• [Extract]:
-- begin --
If none of your find strings match, the value in nomatch is used instead. This can be either a constant or a section of the input record. If the nomatch string is shorter than the length of the change string it will be padded to the right with blanks or low-value. If nomatch isn't used and a match is not found mfsort will terminate.
NB! No limitations are mentioned in the Micro Focus documentation, but according to the IBM Dfsort Application Programming Guide, the max length of a field used in a search and replace operation is 64.
Here is a short example that fixes some Y2K related problems in a small data file.
outrec fields=(1,1,change(3,
C'6',C'196',
C'7',C'197',
C'8',C'198',
C'9',C'199',
C'0',C'200'),
nomatch=(C'190'),
2,5)
We check the first byte of a date field (pic 9(6)), if it's the sixties or later we add century to it, all others are changed to the beginning of the previous century. Finally we add the rest of the date and end up with a new date field (pic 9(8)). Pretty error prone, but for this particular data file it was all that was needed :)
Include and omit instructions
One of the more common operations when sorting a file is the desire to limit the number of output records based on some condition in the input records. To achieve this you use the include/omit instructions. They can either be used stand-alone, i.e. apply to all input records, or as part of an outfil instruction, which makes it possible to create several output files during one sort operation.
include cond=(condition)
[format=type]
omit cond=(condition)
[format=type]
outfil
<include|omit>
(condition) [format=type]
NB! Strangely enough, when using include/ omit in an outfil instruction you get a syntax error if you use cond= before the actual condition. Using a stand-alone include/ omit it is required however!
If all fields in a condition are of the same type you can use the format=type instruction which enables you to leave out the type instructions from the logical expression.
(start,length,
[<type|ss>],
<eq|ne|gt|ge|lt|le
>,
<start,length,[<
type>]|constant>,[<and|or>],...)
By now start, length, and type should be obvious. The instruction ss stands for substring and it's used to match a substring somewhere in a field.
The comparison operators are straight forward (eq, ne, gt, ge, lt, le), so are the relational conditions (and, or). What needs clarification is the use of substrings. The exact syntax for substring comparison is:
(start,length,ss,<
eq|ne>,constant)
If the constant string is shorter than the field specified the match can occur anywhere in the field, i.e. The two fields '*OK***', and '****OK' would both be matched by the following instructions:
(11,6,ss,eq,C'OK')
If the characters in a constant are separated by comma the comparison will be done on all of the included substring. The following example matches three different strings, i.e. the comma acts as a kind of or instruction:
(21,3,ss,eq,C'J69,L92,J82')
Here is another example using this technique:
include
cond=(11,6,ss,eq,C'HAMMER,CHISEL,SAW ,WRENCH')
-- end --
• [Dataset rows]:
-- begin --
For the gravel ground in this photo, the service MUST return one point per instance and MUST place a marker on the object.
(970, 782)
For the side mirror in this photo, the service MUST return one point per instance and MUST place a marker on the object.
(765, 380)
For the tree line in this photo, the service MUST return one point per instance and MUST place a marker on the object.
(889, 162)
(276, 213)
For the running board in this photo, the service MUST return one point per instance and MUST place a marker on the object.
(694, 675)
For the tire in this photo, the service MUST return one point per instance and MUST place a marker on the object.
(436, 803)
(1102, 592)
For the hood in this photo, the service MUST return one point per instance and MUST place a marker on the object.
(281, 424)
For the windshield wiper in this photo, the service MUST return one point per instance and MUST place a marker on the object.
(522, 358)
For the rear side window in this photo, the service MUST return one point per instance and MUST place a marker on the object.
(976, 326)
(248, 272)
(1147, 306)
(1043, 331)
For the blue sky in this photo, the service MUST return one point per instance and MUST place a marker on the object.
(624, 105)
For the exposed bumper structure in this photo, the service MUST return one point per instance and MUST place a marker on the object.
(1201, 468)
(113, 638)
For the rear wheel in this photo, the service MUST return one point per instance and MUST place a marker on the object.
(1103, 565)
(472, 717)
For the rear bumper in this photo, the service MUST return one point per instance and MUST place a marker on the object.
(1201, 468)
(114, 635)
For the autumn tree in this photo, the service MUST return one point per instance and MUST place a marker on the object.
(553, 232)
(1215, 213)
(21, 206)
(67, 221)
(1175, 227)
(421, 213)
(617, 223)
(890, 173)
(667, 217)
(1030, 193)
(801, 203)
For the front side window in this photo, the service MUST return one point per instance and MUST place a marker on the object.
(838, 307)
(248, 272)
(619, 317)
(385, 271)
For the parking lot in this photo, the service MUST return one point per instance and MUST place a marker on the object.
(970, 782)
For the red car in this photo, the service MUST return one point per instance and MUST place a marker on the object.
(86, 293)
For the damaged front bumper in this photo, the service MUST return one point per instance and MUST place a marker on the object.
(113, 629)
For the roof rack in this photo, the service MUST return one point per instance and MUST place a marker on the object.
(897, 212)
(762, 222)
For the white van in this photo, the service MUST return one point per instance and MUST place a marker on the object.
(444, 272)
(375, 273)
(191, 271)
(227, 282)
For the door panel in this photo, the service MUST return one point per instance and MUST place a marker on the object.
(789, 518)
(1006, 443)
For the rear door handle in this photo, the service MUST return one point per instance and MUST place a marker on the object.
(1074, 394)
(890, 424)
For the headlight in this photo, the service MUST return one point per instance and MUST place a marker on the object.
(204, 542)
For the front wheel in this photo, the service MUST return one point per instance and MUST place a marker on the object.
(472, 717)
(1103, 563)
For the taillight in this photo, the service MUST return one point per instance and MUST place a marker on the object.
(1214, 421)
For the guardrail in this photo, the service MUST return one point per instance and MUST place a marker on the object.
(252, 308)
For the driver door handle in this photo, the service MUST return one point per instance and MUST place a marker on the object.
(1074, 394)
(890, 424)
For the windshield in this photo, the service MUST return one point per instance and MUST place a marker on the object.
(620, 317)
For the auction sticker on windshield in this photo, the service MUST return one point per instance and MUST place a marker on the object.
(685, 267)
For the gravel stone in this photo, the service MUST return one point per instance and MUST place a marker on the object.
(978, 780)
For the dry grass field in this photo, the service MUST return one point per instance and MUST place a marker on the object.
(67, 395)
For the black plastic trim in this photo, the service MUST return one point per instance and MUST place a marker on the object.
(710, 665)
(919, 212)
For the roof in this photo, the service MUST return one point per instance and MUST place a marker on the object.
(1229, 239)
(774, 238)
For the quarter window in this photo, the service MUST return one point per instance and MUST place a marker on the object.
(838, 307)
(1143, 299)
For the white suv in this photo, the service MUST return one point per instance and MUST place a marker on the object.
-- end --
• [Task requirements]:
Answer from the mfsort text:
(a) According to the IBM Dfsort Application Programming Guide, what is the maximum length of a field used in a search and replace operation?
(b) What does the instruction ss stand for?
(c) What happens when cond= is used before the condition in an include/omit within an outfil instruction?

• [Task solution]:
(a) 64
(b) Substring
(c) A syntax error results.